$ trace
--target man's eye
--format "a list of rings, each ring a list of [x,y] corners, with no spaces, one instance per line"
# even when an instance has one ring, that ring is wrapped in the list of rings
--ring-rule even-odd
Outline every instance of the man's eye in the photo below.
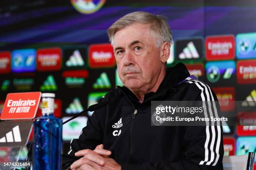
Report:
[[[139,47],[139,46],[135,47],[135,50],[136,50],[138,51],[141,49],[141,47]]]
[[[124,52],[124,51],[123,50],[120,50],[120,51],[118,51],[117,53],[118,54],[122,54],[122,53],[123,53]]]

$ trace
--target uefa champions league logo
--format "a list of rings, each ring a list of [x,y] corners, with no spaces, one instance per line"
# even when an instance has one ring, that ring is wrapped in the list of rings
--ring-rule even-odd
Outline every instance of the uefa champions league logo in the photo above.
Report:
[[[100,9],[106,0],[70,0],[77,10],[83,14],[91,14]]]
[[[164,123],[164,121],[163,120],[161,120],[158,121],[157,120],[157,119],[159,120],[159,119],[157,119],[157,118],[159,117],[161,118],[166,118],[166,115],[165,114],[165,112],[161,112],[159,114],[156,113],[156,108],[164,108],[164,106],[162,105],[160,105],[159,106],[157,106],[156,108],[156,109],[155,109],[156,111],[155,111],[154,113],[152,115],[152,117],[151,118],[151,121],[152,121],[152,122],[155,125],[160,126],[160,125]]]

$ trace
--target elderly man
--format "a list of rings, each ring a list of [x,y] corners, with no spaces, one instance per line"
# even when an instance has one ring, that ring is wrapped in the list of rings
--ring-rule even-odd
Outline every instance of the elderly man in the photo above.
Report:
[[[151,126],[151,100],[217,100],[182,63],[166,69],[171,30],[160,16],[133,12],[108,29],[124,86],[89,118],[63,157],[72,170],[221,170],[219,126]]]

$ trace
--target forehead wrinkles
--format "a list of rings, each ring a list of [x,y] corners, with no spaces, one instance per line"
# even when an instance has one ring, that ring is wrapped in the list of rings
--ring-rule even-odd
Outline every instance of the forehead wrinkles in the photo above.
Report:
[[[143,45],[149,43],[154,40],[153,37],[149,37],[148,34],[133,33],[129,35],[128,32],[120,32],[115,36],[113,42],[114,48],[117,47],[128,48],[133,42],[139,41]]]

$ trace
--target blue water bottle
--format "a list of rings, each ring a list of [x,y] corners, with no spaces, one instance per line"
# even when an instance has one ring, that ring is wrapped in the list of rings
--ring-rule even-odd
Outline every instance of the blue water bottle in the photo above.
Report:
[[[54,93],[42,94],[42,116],[33,124],[33,168],[36,170],[60,170],[62,121],[53,115]]]

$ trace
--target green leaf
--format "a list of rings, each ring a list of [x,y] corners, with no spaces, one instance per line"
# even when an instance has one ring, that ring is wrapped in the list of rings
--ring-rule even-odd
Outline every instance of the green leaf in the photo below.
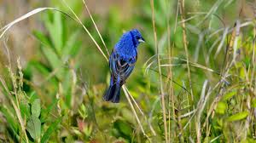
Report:
[[[227,106],[224,102],[218,102],[216,108],[216,112],[224,114]]]
[[[231,91],[228,94],[226,94],[225,95],[224,95],[224,97],[222,98],[222,100],[230,100],[235,94],[236,94],[236,91]]]
[[[26,130],[31,137],[38,140],[41,134],[41,122],[38,117],[32,116],[26,123]]]
[[[20,101],[20,108],[22,117],[30,117],[30,106],[26,101]]]
[[[252,101],[252,106],[256,108],[256,99],[253,99]]]
[[[47,129],[47,130],[45,131],[45,133],[42,137],[41,143],[45,143],[48,141],[48,140],[50,138],[50,135],[52,134],[53,132],[55,131],[56,128],[58,127],[61,122],[61,117],[59,117],[53,123],[49,125],[49,127]]]
[[[40,99],[36,99],[31,106],[31,112],[32,116],[38,117],[41,112]]]
[[[45,26],[49,32],[50,39],[52,40],[55,49],[58,54],[61,54],[61,48],[63,46],[63,26],[61,22],[61,13],[54,13],[54,21],[46,20]]]
[[[228,121],[238,121],[246,118],[248,116],[247,112],[241,112],[228,117]]]
[[[49,112],[51,111],[51,109],[56,106],[56,104],[58,103],[57,99],[55,99],[54,101],[51,103],[51,105],[48,106],[48,107],[46,109],[43,109],[41,112],[41,117],[40,120],[42,123],[44,123],[47,119],[47,117],[49,117]]]
[[[10,108],[7,108],[3,106],[0,106],[0,112],[3,114],[6,121],[10,125],[11,129],[15,133],[18,133],[18,121],[15,119],[15,116],[12,114],[14,111],[10,111]]]

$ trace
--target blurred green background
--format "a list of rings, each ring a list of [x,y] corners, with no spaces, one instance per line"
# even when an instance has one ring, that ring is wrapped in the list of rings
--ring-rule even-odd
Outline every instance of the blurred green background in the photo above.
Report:
[[[166,116],[171,117],[166,119],[167,123],[171,123],[168,127],[170,142],[255,140],[255,113],[253,113],[253,110],[255,112],[255,68],[251,64],[254,60],[252,59],[254,50],[252,41],[255,35],[253,22],[241,29],[238,34],[241,54],[236,57],[236,66],[230,67],[229,74],[232,76],[227,79],[229,84],[223,86],[224,94],[220,94],[220,90],[214,90],[206,101],[206,107],[202,108],[203,113],[199,122],[201,122],[201,125],[204,121],[207,124],[201,127],[200,138],[194,128],[198,123],[197,117],[191,117],[196,112],[193,111],[201,106],[200,101],[205,81],[208,82],[207,89],[222,81],[219,74],[224,70],[224,59],[231,37],[231,28],[238,20],[241,24],[254,20],[253,1],[185,1],[184,17],[187,20],[185,24],[189,62],[203,66],[190,66],[194,99],[189,93],[191,90],[178,2],[154,1]],[[150,1],[87,0],[85,3],[108,52],[111,52],[122,33],[131,29],[139,29],[146,39],[146,43],[139,46],[136,68],[125,85],[145,114],[142,116],[137,110],[148,137],[143,135],[123,92],[119,104],[102,100],[109,83],[108,64],[86,31],[70,17],[57,11],[47,10],[19,22],[1,39],[1,78],[6,81],[7,87],[12,91],[11,95],[9,94],[2,83],[0,139],[3,142],[165,140]],[[67,3],[107,54],[83,1],[67,0]],[[55,8],[74,17],[61,0],[2,0],[1,27],[39,7]],[[170,39],[167,25],[170,26]],[[223,28],[229,28],[227,30],[230,31],[224,35]],[[224,44],[218,50],[221,40]],[[18,57],[20,58],[22,69],[17,68]],[[172,63],[170,57],[173,57]],[[174,81],[172,101],[169,90],[172,83],[169,79],[170,64]],[[247,77],[245,72],[249,69],[251,74]],[[250,81],[252,84],[248,83],[247,87],[245,81]],[[238,83],[243,85],[237,87]],[[223,87],[220,86],[220,89]],[[245,89],[247,88],[253,89],[249,91]],[[229,100],[222,100],[217,106],[217,115],[208,119],[207,115],[211,104],[218,94],[228,94]],[[241,97],[241,94],[243,96]],[[229,95],[234,97],[230,100]],[[252,108],[247,106],[249,97],[248,104],[252,103]],[[15,106],[12,100],[15,100],[15,105],[18,106],[24,120],[25,131],[19,119],[19,112],[15,110]],[[172,102],[175,112],[172,111]],[[32,112],[34,109],[38,110]],[[189,116],[185,116],[187,113]],[[183,115],[185,117],[181,118]],[[199,117],[197,112],[194,115]],[[34,124],[31,125],[31,123]],[[189,123],[189,127],[183,129],[187,123]],[[243,129],[246,123],[250,127]],[[239,134],[239,129],[246,129],[247,132]],[[179,135],[180,133],[182,135]]]

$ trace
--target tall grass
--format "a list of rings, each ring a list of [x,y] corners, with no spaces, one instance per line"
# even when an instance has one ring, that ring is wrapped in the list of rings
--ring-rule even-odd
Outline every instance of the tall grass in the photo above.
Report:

______________________________

* **The request**
Can you show every line of the data above that contains the word "uefa"?

* **Correct result**
--target uefa champions league logo
Outline every instance of the uefa champions league logo in the photo above.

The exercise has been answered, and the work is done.